▶ **Exercise**
Reproduce the records starting at the line that contains "# report the position of each instance of the knitted" and running to the last line, exactly and in full.
(Input data Opens)
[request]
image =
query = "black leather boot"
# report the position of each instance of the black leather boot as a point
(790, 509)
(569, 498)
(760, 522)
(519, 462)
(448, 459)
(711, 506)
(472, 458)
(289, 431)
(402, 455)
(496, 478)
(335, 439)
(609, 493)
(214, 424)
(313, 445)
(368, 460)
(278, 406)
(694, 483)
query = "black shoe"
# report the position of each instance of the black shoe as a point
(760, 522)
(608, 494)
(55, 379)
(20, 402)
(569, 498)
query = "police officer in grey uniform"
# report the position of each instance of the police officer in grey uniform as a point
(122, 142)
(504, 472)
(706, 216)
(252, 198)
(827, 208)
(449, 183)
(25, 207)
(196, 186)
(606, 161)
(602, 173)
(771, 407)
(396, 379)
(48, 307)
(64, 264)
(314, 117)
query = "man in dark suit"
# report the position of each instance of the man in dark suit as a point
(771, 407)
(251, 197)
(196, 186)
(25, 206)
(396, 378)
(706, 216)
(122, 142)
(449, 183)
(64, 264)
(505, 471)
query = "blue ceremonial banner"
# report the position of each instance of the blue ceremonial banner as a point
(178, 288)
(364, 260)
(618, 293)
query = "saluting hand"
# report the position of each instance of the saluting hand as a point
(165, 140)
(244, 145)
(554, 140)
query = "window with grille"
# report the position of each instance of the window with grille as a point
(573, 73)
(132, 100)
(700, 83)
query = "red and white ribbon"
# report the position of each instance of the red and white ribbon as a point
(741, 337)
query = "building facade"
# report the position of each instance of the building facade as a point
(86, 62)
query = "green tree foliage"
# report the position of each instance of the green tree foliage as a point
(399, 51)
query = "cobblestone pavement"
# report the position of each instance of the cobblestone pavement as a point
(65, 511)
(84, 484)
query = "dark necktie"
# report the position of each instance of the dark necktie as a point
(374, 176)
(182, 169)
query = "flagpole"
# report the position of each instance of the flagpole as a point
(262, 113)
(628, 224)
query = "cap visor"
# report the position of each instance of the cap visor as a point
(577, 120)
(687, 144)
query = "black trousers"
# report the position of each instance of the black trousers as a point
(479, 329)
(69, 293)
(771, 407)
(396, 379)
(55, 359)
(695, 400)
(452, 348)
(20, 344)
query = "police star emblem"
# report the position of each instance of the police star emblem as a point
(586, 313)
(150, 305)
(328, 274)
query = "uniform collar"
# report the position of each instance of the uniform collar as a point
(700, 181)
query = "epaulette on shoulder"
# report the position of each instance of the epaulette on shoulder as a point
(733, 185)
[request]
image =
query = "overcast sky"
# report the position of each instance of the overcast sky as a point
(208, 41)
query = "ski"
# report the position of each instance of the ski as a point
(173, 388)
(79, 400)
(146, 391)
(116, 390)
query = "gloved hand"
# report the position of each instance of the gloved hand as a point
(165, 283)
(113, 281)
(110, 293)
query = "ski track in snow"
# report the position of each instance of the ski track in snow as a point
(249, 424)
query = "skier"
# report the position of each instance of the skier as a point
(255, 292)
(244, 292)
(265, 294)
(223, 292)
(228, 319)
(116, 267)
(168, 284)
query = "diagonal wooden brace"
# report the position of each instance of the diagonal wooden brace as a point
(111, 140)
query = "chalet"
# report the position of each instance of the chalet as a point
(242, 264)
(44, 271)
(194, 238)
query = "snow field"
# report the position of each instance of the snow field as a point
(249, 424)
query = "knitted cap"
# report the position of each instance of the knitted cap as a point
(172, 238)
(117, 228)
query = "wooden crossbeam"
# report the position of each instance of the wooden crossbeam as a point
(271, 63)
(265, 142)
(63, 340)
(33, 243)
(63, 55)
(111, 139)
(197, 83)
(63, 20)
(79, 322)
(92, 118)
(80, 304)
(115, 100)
(Input data Closes)
▶ **Response to the exercise**
# report the position of each instance of the knitted cap as a point
(172, 238)
(117, 228)
query = "wooden crossbeam"
# report the position of each instance of the wooden crossbeam as a point
(271, 63)
(265, 142)
(63, 340)
(33, 243)
(63, 55)
(111, 139)
(197, 83)
(63, 20)
(79, 322)
(92, 118)
(80, 304)
(115, 100)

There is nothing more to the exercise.